◆ PROVIDED TEXT:
□ □ □ □ □

Decided on November 17, 2023 SUPREME COURT OF THE STATE OF NEW YORK Appellate Division, Fourth Judicial Department
PRESENT: SMITH, J.P., CURRAN, BANNISTER, OGDEN, AND NOWAK, JJ.
720 CA 22-00812

[*1]EILEEN C. DRAKE, DANIEL R. DRAKE AND EILEEN C. DRAKE, AS TEMPORARY ADMINISTRATOR OF THE ESTATE OF LILLIAN COATS, DECEASED, PLAINTIFFS-RESPONDENTS-APPELLANTS,

v

VILLAGE OF LIMA AND VILLAGE OF LIMA DEPARTMENT OF PUBLIC WORKS, DEFENDANTS-APPELLANTS-RESPONDENTS.



WEBSTER SZANYI LLP, BUFFALO (SHANNON BRAE VANDERMEER OF COUNSEL), FOR DEFENDANTS-APPELLANTS-RESPONDENTS.

KNAUF SHAW LLP, ROCHESTER (MELISSA M. VALLE OF COUNSEL), FOR PLAINTIFFS-RESPONDENTS-APPELLANTS.



Appeal and cross-appeal from an order of the Supreme Court, Livingston County (Thomas E. Moran, J.), entered April 4, 2022. The order granted in part and denied in part the motion of defendants to, inter alia, dismiss certain causes of action.

It is hereby ORDERED that the order so appealed from is unanimously modified on the law by granting those parts of the motion seeking dismissal of the second and fourth causes of action, and as modified the order is affirmed without costs.

□ □ □ □ □

◆ DATA SEGMENT:

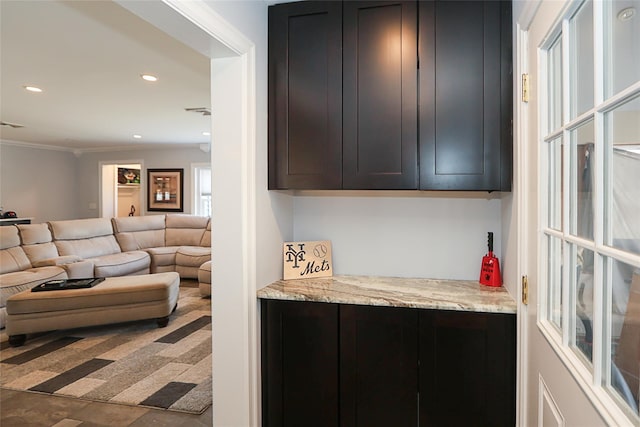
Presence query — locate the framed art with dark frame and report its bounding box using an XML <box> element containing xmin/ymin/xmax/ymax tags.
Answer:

□ □ □ □ □

◆ SET EXERCISE:
Answer these about the court decision above:
1. Which county's Supreme Court entered the order that was appealed?
2. Which law firm represented the defendants?
3. Dismissal of which causes of action did the appellate court grant?

◆ RESPONSE BELOW:
1. Livingston County
2. Webster Szanyi LLP, Buffalo
3. The second and fourth causes of action